*AIM:*
Rewrite the lines below so that every occurrence of "bounding box" becomes "enclosing rectangle", keeping all other wording the same and omitting the pictures.

--- Start MATERIAL SUPPLIED ---

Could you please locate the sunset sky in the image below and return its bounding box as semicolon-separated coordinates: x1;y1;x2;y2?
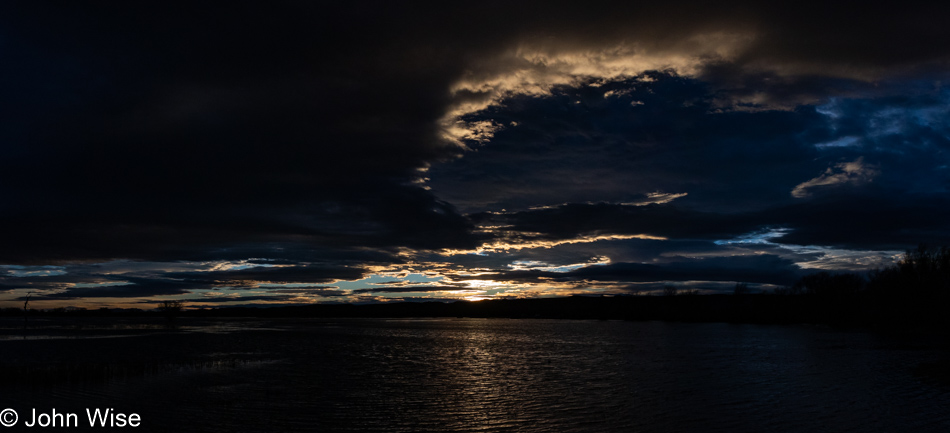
0;1;950;309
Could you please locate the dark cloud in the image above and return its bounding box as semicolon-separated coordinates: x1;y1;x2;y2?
482;255;802;285
353;284;466;293
0;1;950;302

--- End MATERIAL SUPPLIED ---

*EXERCISE SOLUTION:*
Could you please locate the sunset sky in the image below and return its enclosing rectangle as semicolon-separated coordinates: x1;y1;x2;y2?
0;1;950;309
Could you please locate the dark cloud in the image above and return its enclosing rectangle as semicolon-separated coordinates: x1;y1;x2;y2?
482;255;802;285
353;284;466;293
0;1;950;302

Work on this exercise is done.